■ **Tasks to complete**
• a. Could you reproduce the Spark fixed-width output post from "Reading a fixed-width" up to and including "then use pyspark.sql.functions.concat()"?
• b. Can you write the next part of the Spark fixed-width output post, picking up right after its last sentence?

■ **Text block**
============================================================

Reading a fixed-width file into Spark is easy and there are multiple ways to do so. However, I could not find a way to WRITE fixed-width output from spark (2.3.1). Would converting a DF to RDD help? Currently using Pyspark but any language is welcome. Can someone suggest a way out?
Asked
Active
Viewed 4,705 times
1 Answers
4
Here is an example of what I described in the comments.
You can use pyspark.sql.functions.format_string()
to format each column to a fixed width and then use pyspark.sql.functions.concat()
to combine them all into one string.
For example, suppose you had the following DataFrame:
data = [
(1, "one", "2016-01-01"),
(2, "two", "2016-02-01"),
(3, "three", "2016-03-01")
]
df = spark.createDataFrame(data, ["id", "value", "date"])
df.show()
#+---+-----+----------+
#| id|value| date|
#+---+-----+----------+
#| 1| one|2016-01-01|
#| 2| two|2016-02-01|
#| 3|three|2016-03-01|
#+---+-----+----------+
Let's say you wanted to write out the data left-justified with a fixed width of 10
from pyspark.sql.functions import concat, format_string
fixed_width = 10
ljust = r"%-{width}s".format(width=fixed_width)
df.select(
concat(*[format_string(ljust,c) for c in df.columns]).alias("fixedWidth")
).show(truncate=False)
#+------------------------------+
#|fixedWidth |
#+------------------------------+
#|1 one 2016-01-01|
#|2 two 2016-02-01|
#|3 three 2016-03-01|
#+------------------------------+
Here we use the printf
style formatting of %-10s
to specify a left justified width of 10.

============================================================

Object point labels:
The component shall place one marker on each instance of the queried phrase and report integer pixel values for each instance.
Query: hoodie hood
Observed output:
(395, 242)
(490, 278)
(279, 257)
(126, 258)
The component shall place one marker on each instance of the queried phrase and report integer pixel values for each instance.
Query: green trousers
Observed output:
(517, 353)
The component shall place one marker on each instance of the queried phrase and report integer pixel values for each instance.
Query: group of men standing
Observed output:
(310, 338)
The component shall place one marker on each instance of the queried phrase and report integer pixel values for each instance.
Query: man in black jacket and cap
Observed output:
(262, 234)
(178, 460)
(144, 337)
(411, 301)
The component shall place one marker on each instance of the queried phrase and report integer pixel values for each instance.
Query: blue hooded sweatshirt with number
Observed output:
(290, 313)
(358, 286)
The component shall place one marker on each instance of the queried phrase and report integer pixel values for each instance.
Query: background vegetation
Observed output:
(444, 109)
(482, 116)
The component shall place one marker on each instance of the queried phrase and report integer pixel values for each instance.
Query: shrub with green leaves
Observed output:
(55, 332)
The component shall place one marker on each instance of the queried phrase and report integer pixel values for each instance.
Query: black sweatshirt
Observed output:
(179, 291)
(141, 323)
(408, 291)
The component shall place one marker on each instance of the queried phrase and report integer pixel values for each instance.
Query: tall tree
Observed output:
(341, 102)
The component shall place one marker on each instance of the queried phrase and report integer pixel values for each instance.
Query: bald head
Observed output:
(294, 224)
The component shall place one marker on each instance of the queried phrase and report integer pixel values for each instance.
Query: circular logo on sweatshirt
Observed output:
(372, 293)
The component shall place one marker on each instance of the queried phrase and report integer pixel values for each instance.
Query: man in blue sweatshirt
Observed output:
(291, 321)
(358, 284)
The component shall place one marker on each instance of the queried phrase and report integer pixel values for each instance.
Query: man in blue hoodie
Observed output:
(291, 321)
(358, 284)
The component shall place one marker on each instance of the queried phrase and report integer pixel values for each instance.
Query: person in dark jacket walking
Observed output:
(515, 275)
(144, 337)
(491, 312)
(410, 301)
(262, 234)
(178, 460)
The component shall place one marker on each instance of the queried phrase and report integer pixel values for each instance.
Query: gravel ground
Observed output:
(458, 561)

============================================================

■ **Written answers**
• a.
Reading a fixed-width file into Spark is easy and there are multiple ways to do so. However, I could not find a way to WRITE fixed-width output from spark (2.3.1). Would converting a DF to RDD help? Currently using Pyspark but any language is welcome. Can someone suggest a way out?
Asked
Active
Viewed 4,705 times
1 Answers
4
Here is an example of what I described in the comments.
You can use pyspark.sql.functions.format_string()
to format each column to a fixed width and then use pyspark.sql.functions.concat()

• b.
If instead you wanted to right-justify your strings, remove the negative sign:
rjust = r"%{width}s".format(width=fixed_width)
df.select(
concat(*[format_string(rjust,c) for c in df.columns]).alias("fixedWidth")
).show(truncate=False)
#+------------------------------+
#|fixedWidth |
#+------------------------------+
#| 1 one2016-01-01|
#| 2 two2016-02-01|
#| 3 three2016-03-01|
#+------------------------------+
Now you can write out only the fixedWidth
column to your output file.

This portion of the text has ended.